• [GIVEN TEXT]
- - -

Checkpoint: The holiday season and the mediocre games that come with it

It’s almost the holiday season, and you know what that means: I hope you’re ready to strap on your waders and navigate the flood of mediocre to good games that come with it. Let’s take a look at some of the offerings this year.

First up: “Assassin’s Creed Syndicate,” the eighth (ninth? tenth?) “Assassin’s Creed” game. Ever since developer and publisher Ubisoft abandoned the idea of creating compelling and lasting characters, every “Assassin’s Creed” game has to have some sort of gimmick to try and maintain the illusion that this series is still fresh. This time around, the setting is Victorian London.

In the past, players have commanded squads of mercenaries, legions of assassins and even an awesome pirate ship in series’ standout “Assassin’s Creed: Black Flag.” So what can players look forward to this time? Well, all the trailers have to offer is the fact that players will get to order around a group of street urchins. Really, Ubisoft? I always got the impression that this series was trying to be bigger and better every year, but this feel like the game is getting smaller and more mediocre. Based on everything I’ve seen, this will not be the game to inject new life into the “Assasisn’s Creed” series. 

“Call of Duty: Black Ops III” is also coming out this November, and as far as franchises go, “Call of Duty” must be considered one of the most stagnant, creatively bankrupt series in gaming. Every year a new generation of squeaky pre-teens buy the latest entry and scream at each other using swear words they heard from their parents. I did enjoy “Black Ops II,” however, in part because the campaign flowed well, told an interesting story and still manged to be fun.

Right now there’s no indication that the story will change based on the player’s actions, one of the few things that was actually innovative about “Black Ops II.” Unfortunately, publisher Activsion-Blizzard’s new strategy seems to be to hire an actor or celebrity popular with their target demographic and stick him in, then include him in their advertising. Last year it was Kevin Spacey in “Call of Duty: Advanced Warfare,” and this year it will be Seattle Seahawks running back Marshawn Lynch. “How’s that for innovation,” an Activision executive probably quipped.

- - -

• [LISTED ENTRIES]
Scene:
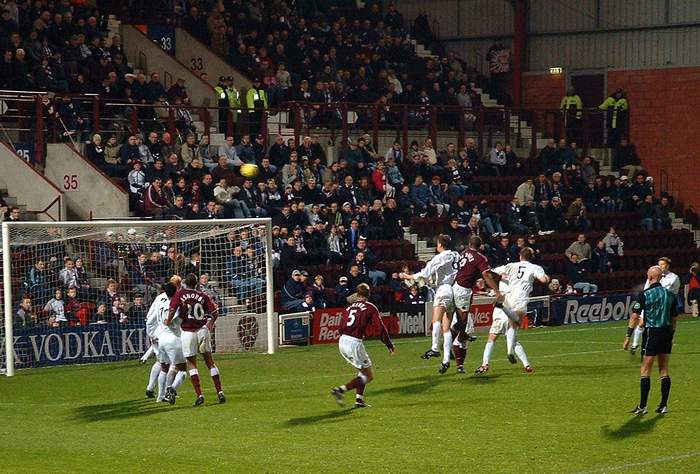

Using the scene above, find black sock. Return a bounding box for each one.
[661,376,671,407]
[639,376,651,408]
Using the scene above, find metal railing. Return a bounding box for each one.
[0,91,628,164]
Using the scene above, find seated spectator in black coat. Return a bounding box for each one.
[566,253,598,293]
[280,270,305,313]
[401,284,425,304]
[335,276,354,308]
[492,237,513,267]
[346,263,370,293]
[592,240,613,273]
[280,235,301,268]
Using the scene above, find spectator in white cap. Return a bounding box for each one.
[280,270,304,313]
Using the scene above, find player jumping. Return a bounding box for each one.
[475,247,549,374]
[446,235,503,374]
[165,273,226,406]
[331,283,396,408]
[399,235,460,359]
[622,257,681,354]
[146,283,186,404]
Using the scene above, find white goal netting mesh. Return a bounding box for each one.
[0,221,272,368]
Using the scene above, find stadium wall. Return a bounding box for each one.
[523,67,700,209]
[0,143,66,221]
[44,143,129,220]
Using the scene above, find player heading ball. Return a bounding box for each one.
[331,283,396,408]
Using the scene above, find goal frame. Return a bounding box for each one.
[2,217,277,377]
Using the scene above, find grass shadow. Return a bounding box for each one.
[600,415,663,440]
[464,374,504,384]
[73,399,185,423]
[371,375,452,395]
[535,365,630,377]
[284,408,354,426]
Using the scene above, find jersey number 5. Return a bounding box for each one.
[347,309,357,327]
[187,303,204,321]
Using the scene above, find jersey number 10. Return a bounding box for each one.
[187,303,204,321]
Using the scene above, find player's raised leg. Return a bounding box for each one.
[156,364,170,402]
[202,352,226,403]
[622,313,639,351]
[146,361,161,398]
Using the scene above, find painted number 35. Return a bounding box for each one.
[63,174,79,191]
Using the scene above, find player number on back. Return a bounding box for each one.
[347,309,357,327]
[187,303,204,321]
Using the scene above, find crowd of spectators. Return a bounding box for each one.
[180,0,481,113]
[0,0,132,96]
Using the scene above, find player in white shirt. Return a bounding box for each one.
[141,293,165,398]
[399,234,460,359]
[146,283,186,402]
[622,257,681,354]
[474,247,549,374]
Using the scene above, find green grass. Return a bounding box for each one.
[0,320,700,473]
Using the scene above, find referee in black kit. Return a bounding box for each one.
[632,266,677,415]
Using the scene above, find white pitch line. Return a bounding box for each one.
[232,350,619,386]
[576,451,700,474]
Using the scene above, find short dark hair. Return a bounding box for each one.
[469,235,481,249]
[185,273,199,289]
[437,234,452,250]
[163,283,177,298]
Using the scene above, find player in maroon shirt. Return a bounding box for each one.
[331,283,396,408]
[439,235,503,374]
[165,273,226,406]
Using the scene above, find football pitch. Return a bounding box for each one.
[0,319,700,473]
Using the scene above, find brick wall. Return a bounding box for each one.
[523,68,700,209]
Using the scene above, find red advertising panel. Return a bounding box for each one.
[311,305,425,344]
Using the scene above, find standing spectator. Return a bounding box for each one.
[506,197,530,234]
[603,226,625,271]
[566,253,598,293]
[593,240,613,273]
[566,196,589,231]
[564,234,592,261]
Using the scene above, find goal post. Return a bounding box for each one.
[0,218,277,376]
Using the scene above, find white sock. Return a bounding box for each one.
[442,331,452,364]
[165,365,177,388]
[501,306,520,323]
[430,321,442,352]
[172,370,187,390]
[506,324,517,355]
[146,361,160,390]
[464,313,475,336]
[514,342,530,367]
[632,326,644,347]
[158,370,168,399]
[141,344,155,362]
[481,341,493,365]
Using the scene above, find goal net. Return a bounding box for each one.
[0,219,276,375]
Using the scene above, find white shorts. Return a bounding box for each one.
[503,294,528,313]
[151,340,160,362]
[452,283,472,311]
[489,308,517,334]
[158,334,185,364]
[338,334,372,369]
[180,326,211,357]
[433,285,455,314]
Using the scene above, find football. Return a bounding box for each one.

- - -

• [WORK ITEM] Please retype the stretch of the holiday games column from "Checkpoint: The holiday" through "offerings this year.", word for word.

• [RESPONSE BELOW]
Checkpoint: The holiday season and the mediocre games that come with it

It’s almost the holiday season, and you know what that means: I hope you’re ready to strap on your waders and navigate the flood of mediocre to good games that come with it. Let’s take a look at some of the offerings this year.